> [What you should do] From the line that contains "For every instance of the scrabble tile with letter l, the" down to the last line of the data below, restate every line word for word, skipping any images.

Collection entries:
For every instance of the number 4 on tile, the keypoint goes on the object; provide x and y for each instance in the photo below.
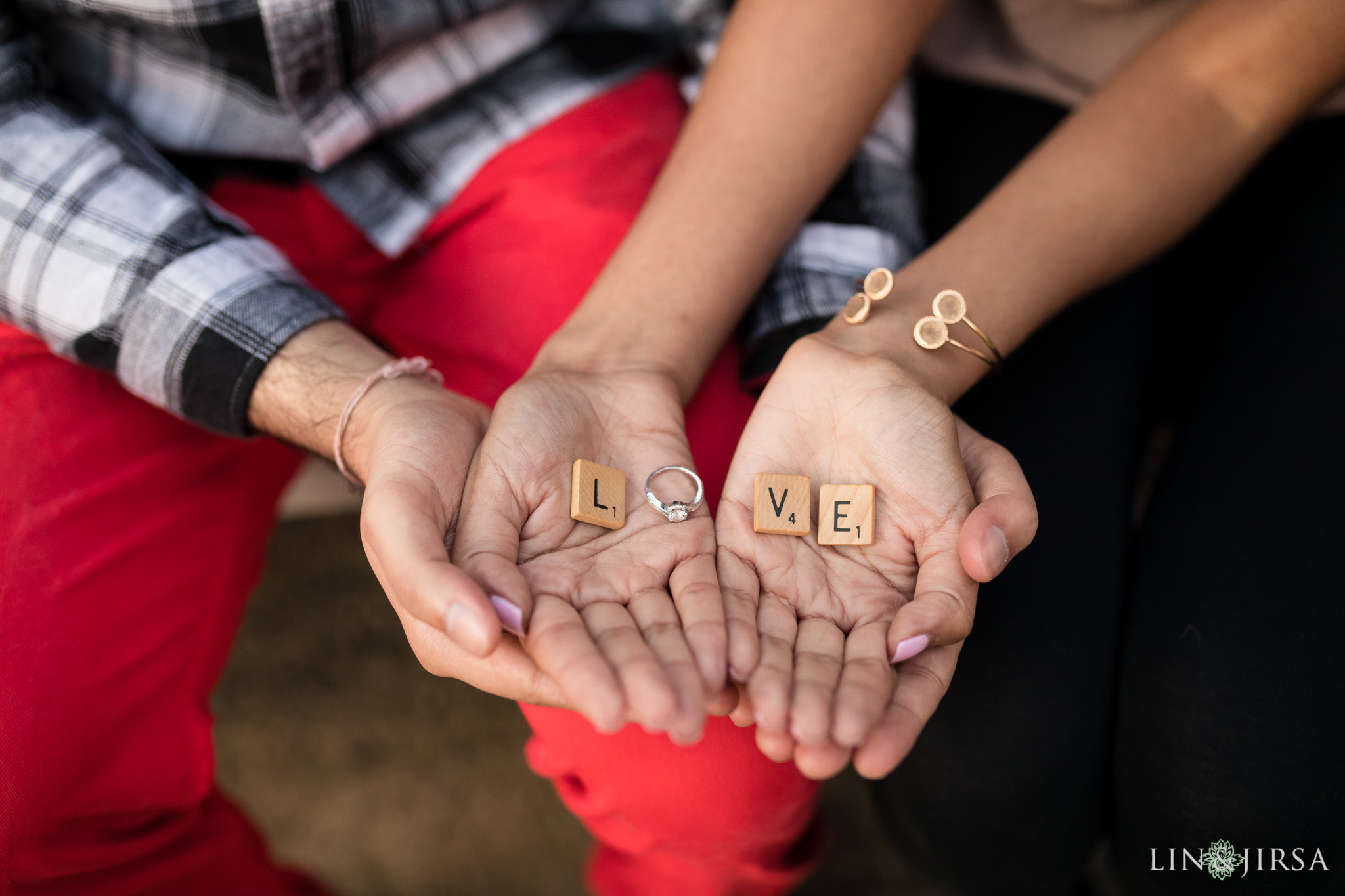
(783, 504)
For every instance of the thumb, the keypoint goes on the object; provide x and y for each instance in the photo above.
(1005, 517)
(487, 545)
(944, 601)
(404, 539)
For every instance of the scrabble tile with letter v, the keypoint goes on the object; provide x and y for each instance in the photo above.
(783, 504)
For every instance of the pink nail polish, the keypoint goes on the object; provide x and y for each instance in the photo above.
(910, 648)
(510, 614)
(997, 550)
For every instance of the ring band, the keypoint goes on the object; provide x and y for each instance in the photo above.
(676, 511)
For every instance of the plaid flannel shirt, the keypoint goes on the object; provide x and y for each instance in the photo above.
(118, 261)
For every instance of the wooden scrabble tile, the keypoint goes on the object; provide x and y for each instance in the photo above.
(845, 515)
(783, 504)
(598, 495)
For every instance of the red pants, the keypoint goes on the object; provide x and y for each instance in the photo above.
(132, 540)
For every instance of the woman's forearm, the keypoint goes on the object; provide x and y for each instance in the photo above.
(794, 89)
(1119, 181)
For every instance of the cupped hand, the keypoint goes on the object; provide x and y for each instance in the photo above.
(628, 622)
(814, 629)
(416, 445)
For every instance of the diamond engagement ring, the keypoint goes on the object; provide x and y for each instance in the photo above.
(676, 511)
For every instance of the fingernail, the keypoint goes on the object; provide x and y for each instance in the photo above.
(910, 648)
(466, 629)
(510, 614)
(996, 550)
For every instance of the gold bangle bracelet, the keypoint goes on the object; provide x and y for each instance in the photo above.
(931, 332)
(950, 307)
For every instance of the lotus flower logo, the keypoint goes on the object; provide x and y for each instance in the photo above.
(1222, 860)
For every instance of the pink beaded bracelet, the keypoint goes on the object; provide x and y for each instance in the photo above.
(418, 367)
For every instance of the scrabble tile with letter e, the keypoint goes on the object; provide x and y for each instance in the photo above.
(845, 515)
(783, 504)
(598, 495)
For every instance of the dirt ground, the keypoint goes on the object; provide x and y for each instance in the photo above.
(382, 779)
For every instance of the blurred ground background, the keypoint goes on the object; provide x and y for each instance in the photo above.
(382, 779)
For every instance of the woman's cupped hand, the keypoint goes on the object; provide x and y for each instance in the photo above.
(816, 630)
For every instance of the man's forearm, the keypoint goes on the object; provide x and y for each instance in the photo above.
(793, 92)
(1122, 179)
(303, 390)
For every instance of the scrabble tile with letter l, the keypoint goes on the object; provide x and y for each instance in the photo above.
(845, 515)
(598, 495)
(783, 504)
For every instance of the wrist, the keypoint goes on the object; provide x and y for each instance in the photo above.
(889, 333)
(615, 349)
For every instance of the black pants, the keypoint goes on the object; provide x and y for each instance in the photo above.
(1181, 680)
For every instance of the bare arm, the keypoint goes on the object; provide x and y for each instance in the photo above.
(1122, 179)
(794, 89)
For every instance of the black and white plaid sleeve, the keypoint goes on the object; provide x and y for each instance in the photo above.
(870, 219)
(116, 261)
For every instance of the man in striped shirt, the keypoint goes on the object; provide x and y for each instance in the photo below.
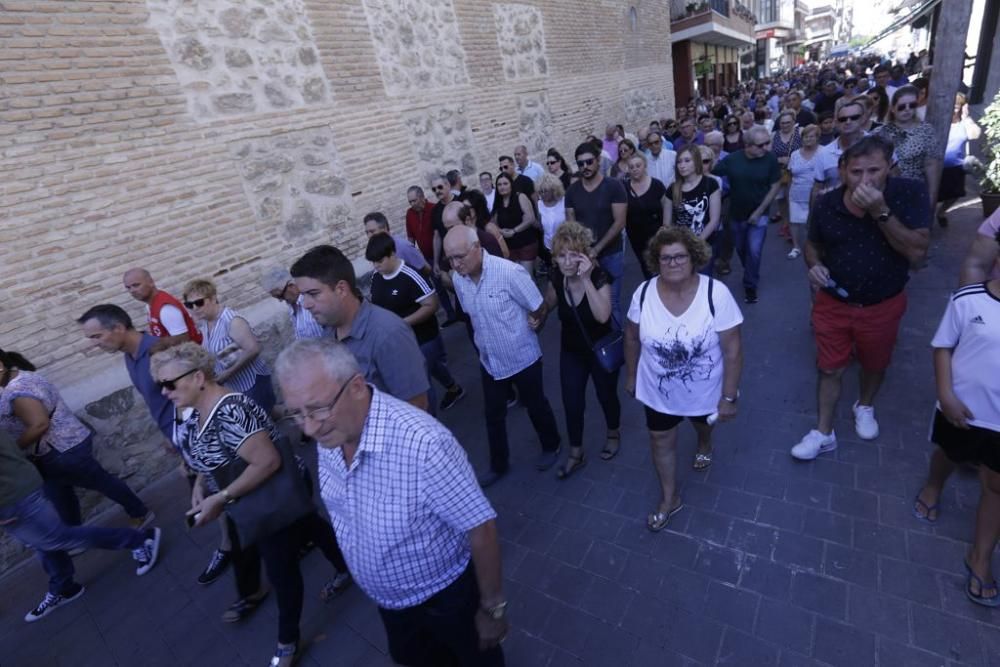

> [Response below]
For every instance of the scrabble tile with letter l, the keypoint goes on the object; provide x and y for each instance in the photo above.
(845, 515)
(598, 495)
(783, 504)
For every instance of the wrist, the keypoint goes on the object; provide x and y for each instance in the photo above.
(889, 333)
(615, 349)
For every instance of the black pants, the keypoint goes on the object; provide x and y for each instance in the photo above.
(1181, 680)
For every instance of the bare arm, the keypoint goes on the object; provide x and y for each instance in the photo above.
(1122, 179)
(794, 89)
For every instance of the black and white plaid sleeve, the keypoint goes on the object; provide x and y for each instance in the photo above.
(870, 219)
(116, 261)
For every instance of the man in striped shirt, the keypoint goes on the object; provide x and y for each instance in the photo below.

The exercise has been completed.